- _Stated task_
Copy the data below verbatim, starting at the line with "point: orange-yellow lichen" and continuing through the final line of the data.

(Point annotation dataset records)
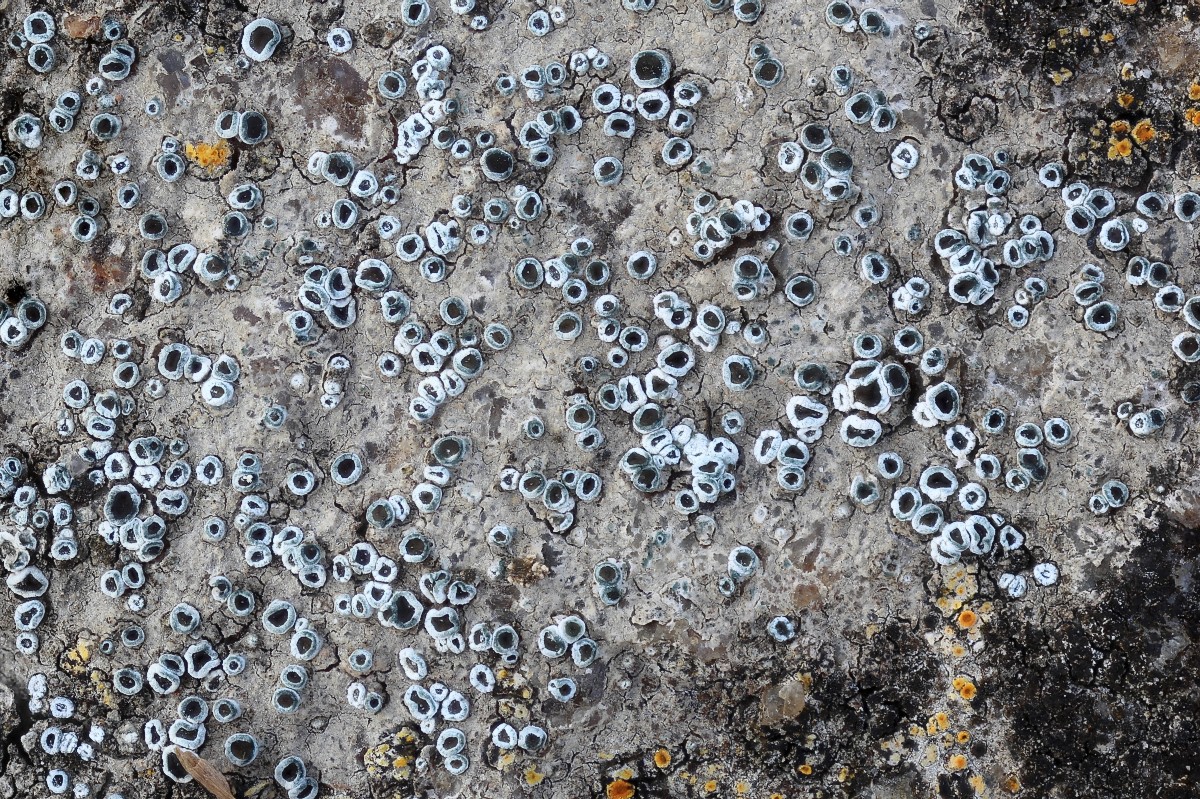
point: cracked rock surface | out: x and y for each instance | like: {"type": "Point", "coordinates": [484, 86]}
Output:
{"type": "Point", "coordinates": [1057, 664]}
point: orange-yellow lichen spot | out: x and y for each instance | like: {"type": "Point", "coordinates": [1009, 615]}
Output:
{"type": "Point", "coordinates": [1144, 132]}
{"type": "Point", "coordinates": [208, 156]}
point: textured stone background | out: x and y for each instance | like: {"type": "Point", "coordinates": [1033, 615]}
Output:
{"type": "Point", "coordinates": [1086, 689]}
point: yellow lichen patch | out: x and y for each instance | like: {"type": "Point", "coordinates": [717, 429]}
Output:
{"type": "Point", "coordinates": [1144, 132]}
{"type": "Point", "coordinates": [208, 156]}
{"type": "Point", "coordinates": [75, 660]}
{"type": "Point", "coordinates": [619, 790]}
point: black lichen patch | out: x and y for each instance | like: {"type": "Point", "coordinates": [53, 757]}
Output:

- _Expected answer_
point: orange-yellow lichen spot | out: x and y for each instance | like: {"type": "Point", "coordinates": [1009, 615]}
Output:
{"type": "Point", "coordinates": [1144, 132]}
{"type": "Point", "coordinates": [208, 156]}
point: textured stone background | out: x and y for each instance | like: {"type": "Point", "coordinates": [1033, 615]}
Output:
{"type": "Point", "coordinates": [1086, 689]}
point: yellow lichen patch | out: x and y for each instance | like: {"type": "Point", "coordinates": [717, 429]}
Output:
{"type": "Point", "coordinates": [1144, 132]}
{"type": "Point", "coordinates": [208, 156]}
{"type": "Point", "coordinates": [75, 660]}
{"type": "Point", "coordinates": [619, 790]}
point: black lichen patch | out: x and y for each instance | like: {"type": "Point", "coordinates": [53, 757]}
Output:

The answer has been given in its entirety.